* [Required task]: In the data below, edit the lines from the one containing "Query: tail feather" through the end of the data by replacing "tail feather" with "wing feather" and leaving all else unchanged. Return only those lines.

* [Data entries]:
** START **

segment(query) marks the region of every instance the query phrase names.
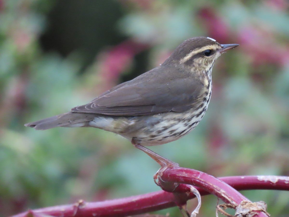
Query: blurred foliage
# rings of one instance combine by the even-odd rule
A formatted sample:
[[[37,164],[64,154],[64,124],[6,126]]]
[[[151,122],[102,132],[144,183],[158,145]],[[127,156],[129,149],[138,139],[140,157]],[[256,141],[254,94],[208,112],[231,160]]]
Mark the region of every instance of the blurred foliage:
[[[159,190],[158,165],[119,136],[23,124],[87,103],[197,36],[240,46],[216,62],[199,126],[152,149],[216,176],[289,175],[288,11],[286,0],[0,0],[0,215]],[[288,216],[288,192],[243,193]],[[199,216],[214,216],[216,198],[203,200]]]

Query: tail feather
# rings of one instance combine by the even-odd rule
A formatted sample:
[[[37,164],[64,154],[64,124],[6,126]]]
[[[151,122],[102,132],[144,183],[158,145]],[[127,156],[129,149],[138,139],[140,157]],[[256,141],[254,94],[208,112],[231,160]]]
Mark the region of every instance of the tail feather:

** END **

* [Response below]:
Query: wing feather
# rings of one instance combine by the even-odd rule
A formatted sample:
[[[37,164],[64,154],[64,124],[6,126]]]
[[[151,122],[102,132],[144,183],[158,145]],[[127,156],[129,149],[138,139],[140,157]],[[256,141],[254,94],[208,112],[231,160]]]
Mark the region of every instance of the wing feather:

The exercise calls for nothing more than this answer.